> WHAT TO DO: Copy the entries from the beginning through the line that contains "157,64,189,88", replacing "endpoint" with "service" and changing nothing else.

> EXCERPTED DATA:
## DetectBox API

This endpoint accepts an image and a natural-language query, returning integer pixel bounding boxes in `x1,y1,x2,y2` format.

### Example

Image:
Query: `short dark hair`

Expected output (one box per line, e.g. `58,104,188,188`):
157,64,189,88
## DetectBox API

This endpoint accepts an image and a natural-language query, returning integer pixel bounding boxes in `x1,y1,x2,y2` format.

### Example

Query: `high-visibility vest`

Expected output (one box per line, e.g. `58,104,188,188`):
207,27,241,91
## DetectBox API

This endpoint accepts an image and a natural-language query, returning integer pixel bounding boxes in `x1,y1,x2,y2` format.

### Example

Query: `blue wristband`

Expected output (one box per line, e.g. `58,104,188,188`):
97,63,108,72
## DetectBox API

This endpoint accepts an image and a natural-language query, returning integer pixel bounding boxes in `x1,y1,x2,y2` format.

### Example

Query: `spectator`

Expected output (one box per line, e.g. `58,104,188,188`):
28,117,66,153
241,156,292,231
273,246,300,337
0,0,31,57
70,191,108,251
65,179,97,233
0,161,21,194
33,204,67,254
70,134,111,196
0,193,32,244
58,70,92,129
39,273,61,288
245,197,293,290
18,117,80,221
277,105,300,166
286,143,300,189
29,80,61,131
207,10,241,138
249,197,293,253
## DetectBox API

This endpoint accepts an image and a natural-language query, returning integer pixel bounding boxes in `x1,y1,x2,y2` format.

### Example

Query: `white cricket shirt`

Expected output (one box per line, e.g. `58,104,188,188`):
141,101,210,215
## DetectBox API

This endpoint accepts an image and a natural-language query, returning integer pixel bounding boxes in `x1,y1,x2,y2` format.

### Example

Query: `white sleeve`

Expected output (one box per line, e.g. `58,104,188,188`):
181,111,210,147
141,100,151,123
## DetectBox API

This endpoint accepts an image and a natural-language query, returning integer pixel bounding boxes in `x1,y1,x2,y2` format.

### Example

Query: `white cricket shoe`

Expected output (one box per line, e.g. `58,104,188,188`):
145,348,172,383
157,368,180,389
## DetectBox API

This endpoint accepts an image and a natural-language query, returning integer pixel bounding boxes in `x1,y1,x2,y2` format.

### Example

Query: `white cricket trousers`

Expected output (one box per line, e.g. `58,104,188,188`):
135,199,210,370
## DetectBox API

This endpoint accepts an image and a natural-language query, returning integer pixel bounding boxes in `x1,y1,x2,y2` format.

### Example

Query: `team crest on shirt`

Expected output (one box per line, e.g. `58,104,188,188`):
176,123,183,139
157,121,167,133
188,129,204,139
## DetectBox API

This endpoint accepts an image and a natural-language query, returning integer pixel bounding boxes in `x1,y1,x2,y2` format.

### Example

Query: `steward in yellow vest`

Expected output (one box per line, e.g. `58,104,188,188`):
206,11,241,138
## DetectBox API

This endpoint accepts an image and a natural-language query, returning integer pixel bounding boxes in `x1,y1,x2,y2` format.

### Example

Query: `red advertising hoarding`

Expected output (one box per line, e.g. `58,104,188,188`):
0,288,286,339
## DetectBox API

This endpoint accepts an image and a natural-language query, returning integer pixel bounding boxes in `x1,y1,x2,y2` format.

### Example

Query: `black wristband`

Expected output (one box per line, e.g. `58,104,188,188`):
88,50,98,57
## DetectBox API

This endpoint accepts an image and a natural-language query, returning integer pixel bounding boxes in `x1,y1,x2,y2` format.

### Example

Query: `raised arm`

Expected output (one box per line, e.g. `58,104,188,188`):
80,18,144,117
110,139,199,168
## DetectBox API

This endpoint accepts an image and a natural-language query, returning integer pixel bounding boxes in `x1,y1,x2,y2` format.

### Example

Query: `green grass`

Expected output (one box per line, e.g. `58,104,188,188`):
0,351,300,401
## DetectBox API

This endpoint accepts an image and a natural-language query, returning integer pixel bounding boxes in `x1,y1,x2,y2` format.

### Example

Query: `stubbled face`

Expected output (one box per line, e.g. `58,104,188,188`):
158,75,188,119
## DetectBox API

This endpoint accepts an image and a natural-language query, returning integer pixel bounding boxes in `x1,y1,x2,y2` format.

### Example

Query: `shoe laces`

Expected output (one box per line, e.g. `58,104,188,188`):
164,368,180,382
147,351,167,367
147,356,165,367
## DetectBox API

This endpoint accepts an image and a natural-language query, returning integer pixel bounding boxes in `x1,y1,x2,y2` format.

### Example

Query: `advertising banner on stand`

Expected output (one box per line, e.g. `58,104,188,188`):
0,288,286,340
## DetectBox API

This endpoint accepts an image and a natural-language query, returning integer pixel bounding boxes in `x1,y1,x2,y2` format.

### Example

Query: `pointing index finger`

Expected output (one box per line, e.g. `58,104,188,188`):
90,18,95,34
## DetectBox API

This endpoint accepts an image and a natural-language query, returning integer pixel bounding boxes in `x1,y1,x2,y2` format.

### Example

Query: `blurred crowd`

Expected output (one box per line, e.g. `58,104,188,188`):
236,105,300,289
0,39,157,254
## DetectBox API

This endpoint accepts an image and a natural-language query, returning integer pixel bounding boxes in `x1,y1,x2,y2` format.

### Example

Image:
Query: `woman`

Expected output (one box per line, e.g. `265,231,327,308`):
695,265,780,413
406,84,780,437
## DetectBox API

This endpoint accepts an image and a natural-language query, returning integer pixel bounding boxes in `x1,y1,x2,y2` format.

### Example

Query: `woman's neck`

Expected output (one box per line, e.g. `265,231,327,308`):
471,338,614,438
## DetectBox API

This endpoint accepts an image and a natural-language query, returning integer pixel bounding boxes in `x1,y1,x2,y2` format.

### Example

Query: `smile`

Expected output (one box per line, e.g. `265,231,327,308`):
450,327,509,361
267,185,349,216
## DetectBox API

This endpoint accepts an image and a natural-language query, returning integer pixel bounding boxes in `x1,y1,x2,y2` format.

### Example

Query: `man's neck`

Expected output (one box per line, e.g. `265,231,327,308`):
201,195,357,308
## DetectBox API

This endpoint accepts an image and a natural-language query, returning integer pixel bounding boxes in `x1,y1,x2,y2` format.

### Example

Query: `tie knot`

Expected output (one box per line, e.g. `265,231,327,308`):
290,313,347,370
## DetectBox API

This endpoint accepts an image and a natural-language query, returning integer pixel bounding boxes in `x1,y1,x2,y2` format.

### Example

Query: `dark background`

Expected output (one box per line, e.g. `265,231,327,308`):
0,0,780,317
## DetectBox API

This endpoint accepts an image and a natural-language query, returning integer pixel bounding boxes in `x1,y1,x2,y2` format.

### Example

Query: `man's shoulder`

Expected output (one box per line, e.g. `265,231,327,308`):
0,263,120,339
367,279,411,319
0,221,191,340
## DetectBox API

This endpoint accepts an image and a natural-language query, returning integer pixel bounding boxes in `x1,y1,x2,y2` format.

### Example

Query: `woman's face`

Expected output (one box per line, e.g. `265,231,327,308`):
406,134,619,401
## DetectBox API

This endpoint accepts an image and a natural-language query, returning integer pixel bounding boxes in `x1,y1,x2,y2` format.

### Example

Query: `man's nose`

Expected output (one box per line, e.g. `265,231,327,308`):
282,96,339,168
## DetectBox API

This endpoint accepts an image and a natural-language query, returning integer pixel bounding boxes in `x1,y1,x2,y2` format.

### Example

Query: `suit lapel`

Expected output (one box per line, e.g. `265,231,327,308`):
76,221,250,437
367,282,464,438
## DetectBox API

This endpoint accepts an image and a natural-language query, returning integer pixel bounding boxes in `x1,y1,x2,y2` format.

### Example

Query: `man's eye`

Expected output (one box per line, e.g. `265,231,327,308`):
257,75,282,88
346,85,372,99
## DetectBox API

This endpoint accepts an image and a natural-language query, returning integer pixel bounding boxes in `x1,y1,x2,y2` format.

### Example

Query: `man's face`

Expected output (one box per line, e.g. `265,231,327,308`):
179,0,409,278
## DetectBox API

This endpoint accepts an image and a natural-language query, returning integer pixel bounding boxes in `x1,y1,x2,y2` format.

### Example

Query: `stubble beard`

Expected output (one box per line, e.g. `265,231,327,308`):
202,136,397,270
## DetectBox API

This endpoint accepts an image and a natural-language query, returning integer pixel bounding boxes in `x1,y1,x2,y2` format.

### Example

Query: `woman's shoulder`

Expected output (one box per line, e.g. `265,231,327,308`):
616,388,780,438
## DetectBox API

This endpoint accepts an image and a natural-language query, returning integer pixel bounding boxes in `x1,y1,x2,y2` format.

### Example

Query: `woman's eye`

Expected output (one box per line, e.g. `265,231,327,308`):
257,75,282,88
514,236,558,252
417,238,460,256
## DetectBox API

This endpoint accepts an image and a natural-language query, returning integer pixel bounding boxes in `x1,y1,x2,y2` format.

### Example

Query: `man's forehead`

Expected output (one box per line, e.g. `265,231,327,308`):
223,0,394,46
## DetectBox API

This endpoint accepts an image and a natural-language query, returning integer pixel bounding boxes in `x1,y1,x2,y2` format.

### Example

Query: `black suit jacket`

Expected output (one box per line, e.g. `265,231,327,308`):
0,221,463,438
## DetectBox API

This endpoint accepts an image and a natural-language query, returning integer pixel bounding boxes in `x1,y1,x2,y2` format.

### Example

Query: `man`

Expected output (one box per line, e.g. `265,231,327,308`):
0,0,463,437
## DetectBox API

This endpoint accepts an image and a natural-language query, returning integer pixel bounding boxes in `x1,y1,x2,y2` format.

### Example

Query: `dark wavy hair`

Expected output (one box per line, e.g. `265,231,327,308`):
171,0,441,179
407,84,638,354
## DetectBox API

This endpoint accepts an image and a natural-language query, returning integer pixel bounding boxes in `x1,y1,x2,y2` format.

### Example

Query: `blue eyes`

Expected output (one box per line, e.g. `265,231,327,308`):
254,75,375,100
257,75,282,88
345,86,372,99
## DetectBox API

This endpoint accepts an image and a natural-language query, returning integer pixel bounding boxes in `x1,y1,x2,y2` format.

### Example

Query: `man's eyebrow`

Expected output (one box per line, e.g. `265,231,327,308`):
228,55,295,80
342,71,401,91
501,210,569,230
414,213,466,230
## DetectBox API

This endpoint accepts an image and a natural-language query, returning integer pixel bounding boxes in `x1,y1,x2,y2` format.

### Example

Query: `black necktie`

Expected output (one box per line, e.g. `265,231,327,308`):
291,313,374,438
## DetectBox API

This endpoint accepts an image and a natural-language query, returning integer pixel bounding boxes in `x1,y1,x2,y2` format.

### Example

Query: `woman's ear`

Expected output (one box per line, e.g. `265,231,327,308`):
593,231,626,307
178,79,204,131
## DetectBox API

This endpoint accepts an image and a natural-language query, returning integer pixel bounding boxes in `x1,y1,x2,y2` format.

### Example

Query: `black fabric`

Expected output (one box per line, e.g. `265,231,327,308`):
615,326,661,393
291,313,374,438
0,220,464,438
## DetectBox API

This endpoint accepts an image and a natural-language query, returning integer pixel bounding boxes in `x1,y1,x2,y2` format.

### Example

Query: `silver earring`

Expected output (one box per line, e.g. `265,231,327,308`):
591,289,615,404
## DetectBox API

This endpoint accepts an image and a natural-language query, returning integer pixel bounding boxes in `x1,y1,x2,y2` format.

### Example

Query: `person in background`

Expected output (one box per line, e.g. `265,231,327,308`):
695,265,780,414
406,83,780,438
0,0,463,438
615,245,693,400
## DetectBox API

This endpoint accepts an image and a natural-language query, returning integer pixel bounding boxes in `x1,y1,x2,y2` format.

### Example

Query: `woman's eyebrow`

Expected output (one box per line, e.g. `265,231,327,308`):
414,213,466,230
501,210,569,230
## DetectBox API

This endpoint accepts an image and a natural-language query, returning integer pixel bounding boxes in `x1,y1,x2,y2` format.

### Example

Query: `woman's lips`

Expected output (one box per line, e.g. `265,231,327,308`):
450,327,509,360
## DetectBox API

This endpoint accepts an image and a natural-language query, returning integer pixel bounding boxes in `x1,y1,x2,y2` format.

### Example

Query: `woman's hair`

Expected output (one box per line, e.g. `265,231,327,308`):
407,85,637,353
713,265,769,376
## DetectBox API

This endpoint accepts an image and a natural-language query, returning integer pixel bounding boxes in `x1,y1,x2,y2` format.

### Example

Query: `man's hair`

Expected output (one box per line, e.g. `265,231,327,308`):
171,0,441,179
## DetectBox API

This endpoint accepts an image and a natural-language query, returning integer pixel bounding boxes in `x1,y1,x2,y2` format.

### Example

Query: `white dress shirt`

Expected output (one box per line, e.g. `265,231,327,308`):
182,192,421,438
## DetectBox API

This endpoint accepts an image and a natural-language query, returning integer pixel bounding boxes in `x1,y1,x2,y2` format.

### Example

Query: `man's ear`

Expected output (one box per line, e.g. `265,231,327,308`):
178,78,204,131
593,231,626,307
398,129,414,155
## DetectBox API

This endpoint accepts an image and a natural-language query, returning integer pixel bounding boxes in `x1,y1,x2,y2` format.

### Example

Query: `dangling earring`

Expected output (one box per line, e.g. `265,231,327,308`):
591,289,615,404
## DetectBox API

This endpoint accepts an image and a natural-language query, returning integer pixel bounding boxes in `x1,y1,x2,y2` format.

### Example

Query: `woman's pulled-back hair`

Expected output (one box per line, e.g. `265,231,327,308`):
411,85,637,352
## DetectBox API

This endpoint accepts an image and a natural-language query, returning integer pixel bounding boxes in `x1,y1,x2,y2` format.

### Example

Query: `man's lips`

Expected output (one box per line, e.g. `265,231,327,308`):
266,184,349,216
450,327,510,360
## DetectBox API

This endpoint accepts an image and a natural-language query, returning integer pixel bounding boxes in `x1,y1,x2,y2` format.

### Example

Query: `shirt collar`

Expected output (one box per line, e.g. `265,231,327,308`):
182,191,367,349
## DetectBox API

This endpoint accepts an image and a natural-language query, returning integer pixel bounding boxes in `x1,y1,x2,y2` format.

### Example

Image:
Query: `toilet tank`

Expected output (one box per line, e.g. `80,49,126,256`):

> RESPONSE BELOW:
## DetectBox API

This service accepts an image and a natural-language query, returning integer pixel bounding boxes in `x1,y1,x2,y2` format.

### Example

Image:
Query: `short dark hair`

Expected output (one box per line, e.g. `58,104,188,188`):
157,64,189,88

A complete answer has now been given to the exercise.